▸ Passage for review
»»

Thursday, 8 October 2009
Minatory
Minatory means baleful, meanacing, threatening or foreshadowing evil or tragic developments.
Wednesday, 7 October 2009
Potation
Potation - and archaic term meaning the act of drinking (especially an alcoholic drink). "After his potations of the night before he looked rather hung over."
Tuesday, 6 October 2009
To Ring a Peal
One might imagine that the phrase 'to ring a peal' related to ringing the bells in a church but in fact, in the Nineteenth Century, it meant to scold or tell off according to the 1811 Dictionary of the Vulgar Tongue, originally by Francis Grose. It was usually applied to either a master / servant relationship or a wife / husband one.
His wife rung him a fine peal!
Monday, 5 October 2009
Blue-devilled
Blue-devilled is an archaic term for depressed, sad, dreary, or miserable. The phrase goes back at least as far as 1798 when George Colman produced a one-act farce "Blue Devils".
Why misery should be associated with the colour blue I have never quite worked out but a fit of the blues (meaning depression) is a phrase still in common usage.
Sunday, 4 October 2009
Cack-handed
Cack-handed is a slang phrase used to mean either clumsy or left-handed. (Left-handedness being often asociated weith clumsiness though there is absolutely no relationship between the two.)
Left-handedness is the preference for the left hand over the right for everyday activities such as writing. Most left-handed people exhibit some degree of ambidexterity. Left-handedness is relatively uncommon; 90 to 93 percent of the adult population is right-handed.
Saturday, 3 October 2009
Paregoric
Paregoric, or camphorated tincture of opium, also known as tinctura opii camphorata, is a medication known for its antidiarrheal, antitussive, and analgesic properties. It was a household remedy in the 18th and 19th centuries, when it was widely used to calm fretful children. The word is no longer in use.
Friday, 2 October 2009
Off the cuff
Off the cuff means not prepared in advance; impromptu; or extemporaneous. It can also mean informal or casual.
"His off the cuff remarks got him into trouble."

««

▸ Dataset records

»»

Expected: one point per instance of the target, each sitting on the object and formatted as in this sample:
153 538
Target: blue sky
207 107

««
»»

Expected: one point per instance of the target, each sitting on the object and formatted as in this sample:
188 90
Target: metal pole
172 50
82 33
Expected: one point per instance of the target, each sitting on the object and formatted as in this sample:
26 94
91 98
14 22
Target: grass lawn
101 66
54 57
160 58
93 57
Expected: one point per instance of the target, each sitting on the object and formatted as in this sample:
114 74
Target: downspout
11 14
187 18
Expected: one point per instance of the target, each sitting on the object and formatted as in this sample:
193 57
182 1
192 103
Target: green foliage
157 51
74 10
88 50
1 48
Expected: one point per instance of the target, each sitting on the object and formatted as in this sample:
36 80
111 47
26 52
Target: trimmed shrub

««

▸ Task details
List every word or phrase that appears as a dated heading in the posts on unusual English words. The items play no part in the work here.

▸ Answer below
Minatory
Potation
To Ring a Peal
Blue-devilled
Cack-handed
Paregoric
Off the cuff